Please count the lines below that contain the string "lake", where case counts, and reply with only that number.

============================================================

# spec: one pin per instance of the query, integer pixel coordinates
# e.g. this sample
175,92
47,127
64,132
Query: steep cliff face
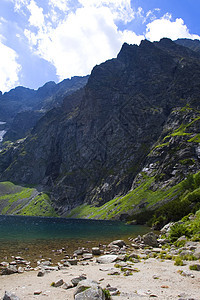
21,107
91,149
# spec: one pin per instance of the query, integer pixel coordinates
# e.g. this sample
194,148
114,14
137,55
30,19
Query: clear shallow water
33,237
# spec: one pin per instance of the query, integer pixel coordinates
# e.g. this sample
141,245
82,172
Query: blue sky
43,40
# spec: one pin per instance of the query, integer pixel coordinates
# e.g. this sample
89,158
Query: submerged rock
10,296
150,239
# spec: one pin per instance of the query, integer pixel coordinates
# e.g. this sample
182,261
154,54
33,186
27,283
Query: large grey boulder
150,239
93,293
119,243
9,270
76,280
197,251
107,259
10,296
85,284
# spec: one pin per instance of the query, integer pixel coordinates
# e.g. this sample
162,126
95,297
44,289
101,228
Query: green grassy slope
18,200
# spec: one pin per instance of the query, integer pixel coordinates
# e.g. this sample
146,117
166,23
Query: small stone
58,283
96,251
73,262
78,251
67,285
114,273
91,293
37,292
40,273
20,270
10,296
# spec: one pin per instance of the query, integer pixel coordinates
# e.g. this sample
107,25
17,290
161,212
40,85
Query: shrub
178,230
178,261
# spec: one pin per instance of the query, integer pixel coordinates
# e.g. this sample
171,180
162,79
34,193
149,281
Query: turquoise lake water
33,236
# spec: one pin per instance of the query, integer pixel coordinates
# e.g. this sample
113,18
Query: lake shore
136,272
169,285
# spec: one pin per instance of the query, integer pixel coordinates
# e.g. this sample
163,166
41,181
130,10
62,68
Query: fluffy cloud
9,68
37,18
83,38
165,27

============================================================

Problem solution »
2